PROVIDED TEXT ::
--------------------------------------------------

Ceph benchmark report polishing and hotfixes
- Ordered taskfile report
- Skipping of already performed tasks
- Visual aids on viewing details and column sizes
- Column desctiptions and notes
Fixes:
- Fixed option overwriting in taskfile mode
- Updated retry operation logging and timing
Related-PROD: PROD-36669
Change-Id: I92c049f0043e45bf032ca15e4fa3260355ee0eed
diff --git a/cfg_checker/common/decorators.py b/cfg_checker/common/decorators.py
index d83e469..a8b6da0 100644
--- a/cfg_checker/common/decorators.py
+++ b/cfg_checker/common/decorators.py
@@ -6,7 +6,7 @@
from cfg_checker.common import logger, logger_cli
-def retry(exceptions, total_tries=5, initial_wait=0.5, backoff_factor=2):
+def retry(exceptions, total_tries=5, initial_wait=1, backoff_factor=2):
"""
calling the decorated function applying an exponential backoff.
Args:
@@ -32,7 +32,7 @@
f.__name___,
total_tries
)
- logger_cli.debug(msg)
+ logger_cli.info(msg)
logger.debug(
msg + "args: {}, kwargs: {}".format(
print_args,
@@ -46,7 +46,7 @@
e,
_delay
)
- logger_cli.debug(msg)
+ logger_cli.info(msg)
logger.debug(
msg + "args: {}, kwargs: {}\n".format(
print_args,
diff --git a/cfg_checker/common/kube_utils.py b/cfg_checker/common/kube_utils.py
index f8c3469..6f303ff 100644
--- a/cfg_checker/common/kube_utils.py
+++ b/cfg_checker/common/kube_utils.py
@@ -609,7 +609,7 @@
)
return _pods
- @retry(ApiException, initial_wait=5)
+ @retry(ApiException, initial_wait=10)
def put_string_buffer_to_pod_as_textfile(
self,
pod_name,
diff --git a/cfg_checker/modules/ceph/bench.py b/cfg_checker/modules/ceph/bench.py
index 0780596..c0877db 100644
--- a/cfg_checker/modules/ceph/bench.py
+++ b/cfg_checker/modules/ceph/bench.py
@@ -2,6 +2,7 @@
import os
import json
+from copy import deepcopy
from datetime import datetime, timedelta, timezone
from cfg_checker.common import logger_cli
@@ -448,6 +449,7 @@
for idx in range(_total_tasks):
# init time to schedule
_task = self.tasks[idx]
+ _r = self.results
logger_cli.info(
"-> Starting next task ({}/{})".format(idx+1, _total_tasks)

--------------------------------------------------

DATASET ::
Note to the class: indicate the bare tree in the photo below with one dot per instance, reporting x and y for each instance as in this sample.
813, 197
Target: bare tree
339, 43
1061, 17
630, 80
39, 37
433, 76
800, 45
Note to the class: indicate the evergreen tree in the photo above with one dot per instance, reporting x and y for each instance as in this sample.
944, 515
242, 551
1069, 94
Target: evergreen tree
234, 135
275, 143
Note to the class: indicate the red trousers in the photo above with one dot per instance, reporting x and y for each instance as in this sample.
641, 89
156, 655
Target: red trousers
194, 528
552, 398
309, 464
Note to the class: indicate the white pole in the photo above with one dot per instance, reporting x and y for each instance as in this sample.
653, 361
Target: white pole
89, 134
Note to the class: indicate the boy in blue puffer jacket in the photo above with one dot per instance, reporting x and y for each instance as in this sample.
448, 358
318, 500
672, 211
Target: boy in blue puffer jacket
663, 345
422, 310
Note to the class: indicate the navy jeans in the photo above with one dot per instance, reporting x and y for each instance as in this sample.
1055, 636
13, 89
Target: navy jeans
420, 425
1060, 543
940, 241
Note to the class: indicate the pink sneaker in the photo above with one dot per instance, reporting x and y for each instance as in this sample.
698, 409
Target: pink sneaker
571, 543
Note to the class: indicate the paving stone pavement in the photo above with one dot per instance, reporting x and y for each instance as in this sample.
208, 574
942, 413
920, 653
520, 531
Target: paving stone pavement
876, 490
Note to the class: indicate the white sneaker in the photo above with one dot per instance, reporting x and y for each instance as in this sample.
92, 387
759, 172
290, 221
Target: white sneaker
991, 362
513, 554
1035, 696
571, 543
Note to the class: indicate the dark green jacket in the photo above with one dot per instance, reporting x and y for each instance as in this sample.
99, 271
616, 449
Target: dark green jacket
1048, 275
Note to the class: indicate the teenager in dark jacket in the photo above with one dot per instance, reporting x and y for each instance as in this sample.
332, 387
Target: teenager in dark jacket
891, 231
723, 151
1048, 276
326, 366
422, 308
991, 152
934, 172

--------------------------------------------------

EXERCISE SET ::
a) In the Ceph benchmark commit, what is the new default value of initial_wait in the retry decorator?
b) Write the next part of the Ceph benchmark commit diff, picking up after its last line.

RESPONSES IN ORDER ::
a) 1

b)
)
@@ -459,11 +461,40 @@
)
# update options
options.update(_task)
+ # Check if such result already exists
+ o = "input_options"
+ _existing = filter(
+ lambda t:
+ _r[t]["id"] == idx and
+ _r[t]["mode"] == "tasks" and
+ _r[t][o]["readwrite"] == options["readwrite"] and
+ _r[t][o]["rwmixread"] == options["rwmixread"] and
+ _r[t][o]["bs"] == options["bs"] and
+ _r[t][o]["iodepth"] == options["iodepth"] and
+ _r[t][o]["size"] == options["size"],
+ _r
+ )
+ if len(list(_existing)) > 0:
+ logger_cli.info(
+ "-> Skipped already performed task from {}: "
+ "line {}, {}({}), {}, {}, {}".format(
+ self.taskfile,
+ idx,
+ options["readwrite"],
+ options["rwmixread"],
+ options["bs"],
+ options["iodepth"],
+ options["size"]
+ )
+ )
+ continue
_sch_time = self._get_next_scheduled_time()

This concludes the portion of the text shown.